Print the entries verbatim, leaving out the images they contain.

:: Task input ::
------------------------------------

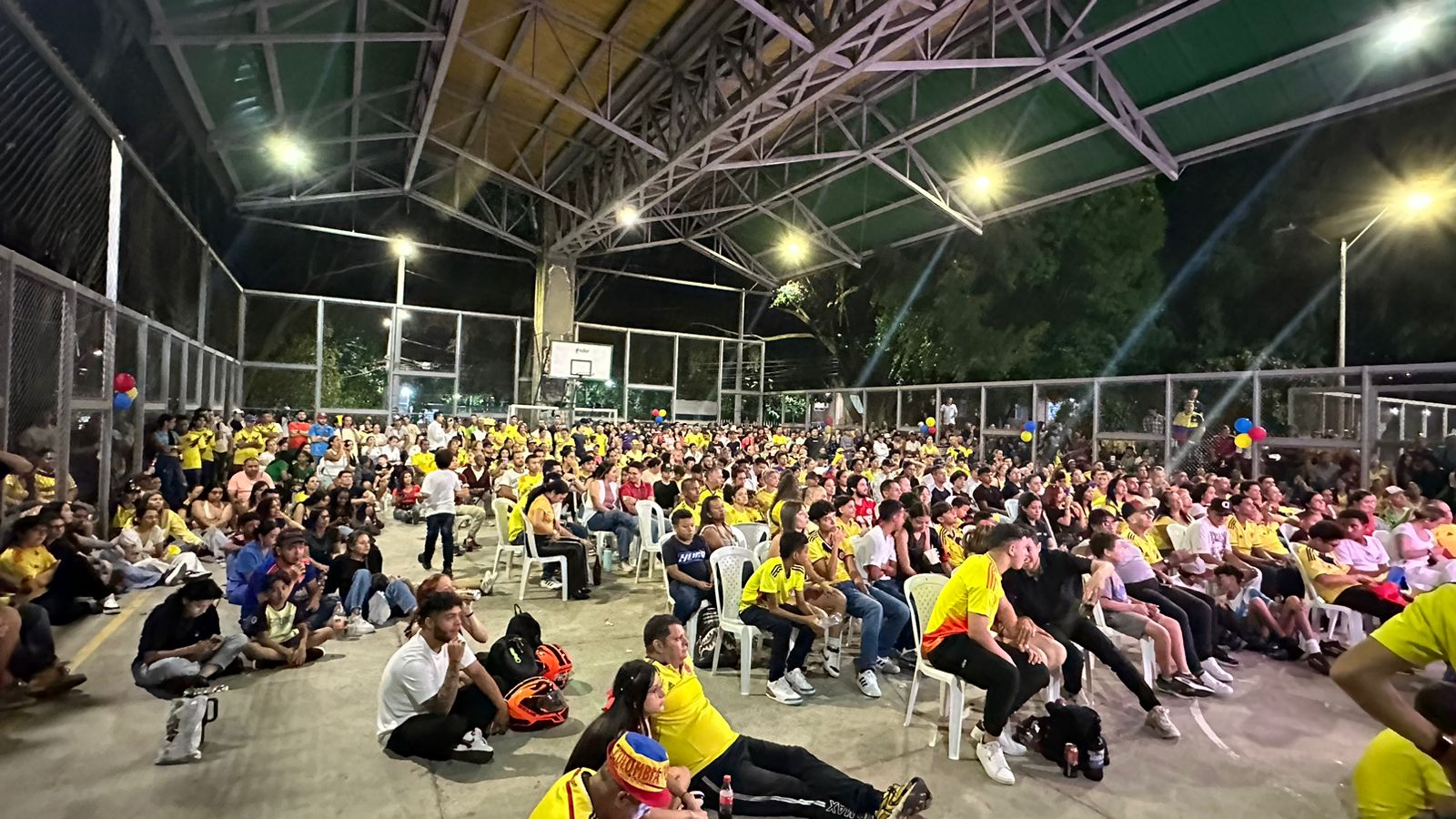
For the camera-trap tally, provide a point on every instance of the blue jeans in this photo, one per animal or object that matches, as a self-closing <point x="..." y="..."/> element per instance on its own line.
<point x="397" y="592"/>
<point x="686" y="599"/>
<point x="619" y="523"/>
<point x="883" y="618"/>
<point x="440" y="525"/>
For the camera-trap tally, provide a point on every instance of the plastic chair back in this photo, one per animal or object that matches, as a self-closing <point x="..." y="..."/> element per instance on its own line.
<point x="727" y="566"/>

------------------------------------

:: Exercise solution ::
For the camera-trap tally, provide a point on every instance of the blue jeans in this photo, one per animal or object that matches, as a self-closing <point x="..." y="..."/> element per instance on its own line.
<point x="397" y="592"/>
<point x="686" y="599"/>
<point x="619" y="523"/>
<point x="883" y="618"/>
<point x="440" y="525"/>
For the camera-trap tally, provide a point on every instance of the plastic chair back in this photo, one per animal or object that matches, as a self-closing <point x="..." y="..."/> element per instance on its own line.
<point x="727" y="566"/>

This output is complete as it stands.